* **Records for the exercise**
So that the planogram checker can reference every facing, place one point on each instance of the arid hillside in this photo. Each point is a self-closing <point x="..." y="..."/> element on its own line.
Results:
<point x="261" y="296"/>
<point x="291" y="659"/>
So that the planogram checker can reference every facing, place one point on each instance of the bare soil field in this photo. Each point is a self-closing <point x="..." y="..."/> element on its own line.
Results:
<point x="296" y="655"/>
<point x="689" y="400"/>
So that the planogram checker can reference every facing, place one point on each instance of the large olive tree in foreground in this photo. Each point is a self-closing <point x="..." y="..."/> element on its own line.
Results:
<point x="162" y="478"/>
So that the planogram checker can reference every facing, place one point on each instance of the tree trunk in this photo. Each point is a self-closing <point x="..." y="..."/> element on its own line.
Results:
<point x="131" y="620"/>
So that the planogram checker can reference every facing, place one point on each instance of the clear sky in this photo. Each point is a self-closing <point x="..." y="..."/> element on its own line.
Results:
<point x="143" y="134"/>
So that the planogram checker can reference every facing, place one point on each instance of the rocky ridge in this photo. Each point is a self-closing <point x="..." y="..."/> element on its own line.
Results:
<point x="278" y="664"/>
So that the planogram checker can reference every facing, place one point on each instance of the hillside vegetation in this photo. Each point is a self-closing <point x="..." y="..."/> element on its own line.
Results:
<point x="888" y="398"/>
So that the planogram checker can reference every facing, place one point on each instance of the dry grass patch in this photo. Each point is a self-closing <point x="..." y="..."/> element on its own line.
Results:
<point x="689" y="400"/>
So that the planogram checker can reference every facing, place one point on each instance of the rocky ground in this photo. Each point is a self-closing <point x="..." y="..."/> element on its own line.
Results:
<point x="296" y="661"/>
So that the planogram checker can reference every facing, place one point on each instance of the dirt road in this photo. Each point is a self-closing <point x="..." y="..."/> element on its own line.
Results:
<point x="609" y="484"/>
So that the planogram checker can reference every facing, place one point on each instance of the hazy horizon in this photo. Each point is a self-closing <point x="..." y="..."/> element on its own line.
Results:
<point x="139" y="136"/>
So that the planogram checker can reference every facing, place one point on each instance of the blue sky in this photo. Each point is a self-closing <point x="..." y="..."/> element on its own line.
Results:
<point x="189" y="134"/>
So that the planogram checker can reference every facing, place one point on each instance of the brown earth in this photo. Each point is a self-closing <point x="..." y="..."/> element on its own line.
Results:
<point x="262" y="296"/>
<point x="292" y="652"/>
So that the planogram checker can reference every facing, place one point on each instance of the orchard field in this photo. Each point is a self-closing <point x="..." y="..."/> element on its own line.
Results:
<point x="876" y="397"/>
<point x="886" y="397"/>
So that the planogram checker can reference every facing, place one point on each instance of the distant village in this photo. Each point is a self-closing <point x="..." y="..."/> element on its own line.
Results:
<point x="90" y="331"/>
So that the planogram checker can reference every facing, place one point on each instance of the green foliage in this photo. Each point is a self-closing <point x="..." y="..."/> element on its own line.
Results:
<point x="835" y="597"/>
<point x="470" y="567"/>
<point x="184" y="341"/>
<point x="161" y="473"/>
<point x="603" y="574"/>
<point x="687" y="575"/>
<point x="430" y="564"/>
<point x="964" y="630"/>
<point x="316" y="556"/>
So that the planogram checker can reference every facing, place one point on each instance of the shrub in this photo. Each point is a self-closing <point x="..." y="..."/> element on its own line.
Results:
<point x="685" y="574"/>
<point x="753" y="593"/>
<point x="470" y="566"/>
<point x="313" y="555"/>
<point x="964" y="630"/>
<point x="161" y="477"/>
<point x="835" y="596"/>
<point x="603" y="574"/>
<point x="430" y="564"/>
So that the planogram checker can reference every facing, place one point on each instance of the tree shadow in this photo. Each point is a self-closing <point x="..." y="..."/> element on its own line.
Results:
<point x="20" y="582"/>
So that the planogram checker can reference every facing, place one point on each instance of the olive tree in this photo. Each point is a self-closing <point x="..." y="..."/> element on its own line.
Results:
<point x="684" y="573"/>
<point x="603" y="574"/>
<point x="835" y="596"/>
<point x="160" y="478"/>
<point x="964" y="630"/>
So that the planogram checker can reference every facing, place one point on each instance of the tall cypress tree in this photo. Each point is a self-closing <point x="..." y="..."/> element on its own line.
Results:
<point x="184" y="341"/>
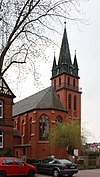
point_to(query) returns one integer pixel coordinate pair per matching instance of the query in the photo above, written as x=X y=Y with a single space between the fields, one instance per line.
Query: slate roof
x=45 y=99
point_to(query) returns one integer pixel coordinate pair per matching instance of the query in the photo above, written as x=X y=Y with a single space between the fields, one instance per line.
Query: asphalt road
x=81 y=173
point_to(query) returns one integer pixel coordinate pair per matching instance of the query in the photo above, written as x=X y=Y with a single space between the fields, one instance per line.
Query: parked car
x=11 y=166
x=57 y=167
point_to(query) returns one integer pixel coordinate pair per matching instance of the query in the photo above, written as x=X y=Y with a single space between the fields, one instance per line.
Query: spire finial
x=65 y=23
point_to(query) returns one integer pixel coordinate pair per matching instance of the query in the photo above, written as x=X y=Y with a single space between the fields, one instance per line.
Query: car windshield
x=64 y=161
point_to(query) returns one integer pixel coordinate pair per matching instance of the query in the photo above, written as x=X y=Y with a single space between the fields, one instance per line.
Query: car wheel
x=31 y=173
x=55 y=173
x=2 y=174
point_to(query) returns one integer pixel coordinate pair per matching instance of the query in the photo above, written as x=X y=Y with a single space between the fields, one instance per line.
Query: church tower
x=65 y=80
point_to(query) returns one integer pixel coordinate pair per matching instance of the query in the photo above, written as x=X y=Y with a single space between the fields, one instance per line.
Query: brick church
x=36 y=115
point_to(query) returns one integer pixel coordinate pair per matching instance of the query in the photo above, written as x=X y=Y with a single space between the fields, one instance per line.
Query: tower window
x=1 y=139
x=74 y=82
x=55 y=84
x=69 y=101
x=43 y=128
x=1 y=109
x=75 y=103
x=23 y=128
x=58 y=119
x=68 y=81
x=60 y=81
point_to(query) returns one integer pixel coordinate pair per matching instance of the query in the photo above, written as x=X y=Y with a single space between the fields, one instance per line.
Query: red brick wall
x=6 y=124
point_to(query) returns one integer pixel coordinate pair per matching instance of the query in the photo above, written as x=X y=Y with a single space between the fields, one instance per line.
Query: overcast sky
x=86 y=41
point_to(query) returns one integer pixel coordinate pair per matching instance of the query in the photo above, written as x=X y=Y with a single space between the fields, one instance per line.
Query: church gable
x=45 y=99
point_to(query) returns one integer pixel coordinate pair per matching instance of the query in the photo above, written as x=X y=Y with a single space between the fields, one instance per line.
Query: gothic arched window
x=23 y=127
x=1 y=139
x=75 y=103
x=68 y=80
x=58 y=119
x=43 y=128
x=30 y=125
x=1 y=109
x=69 y=101
x=55 y=84
x=59 y=80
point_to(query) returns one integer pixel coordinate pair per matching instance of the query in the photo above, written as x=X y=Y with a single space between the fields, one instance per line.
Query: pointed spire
x=54 y=67
x=75 y=65
x=64 y=57
x=54 y=62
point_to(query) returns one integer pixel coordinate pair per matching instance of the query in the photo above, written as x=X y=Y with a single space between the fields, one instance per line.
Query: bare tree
x=25 y=26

* **Exercise prompt**
How many lines in the listing above include the word "olive"? Respond with the number and nothing else.

* **Result**
2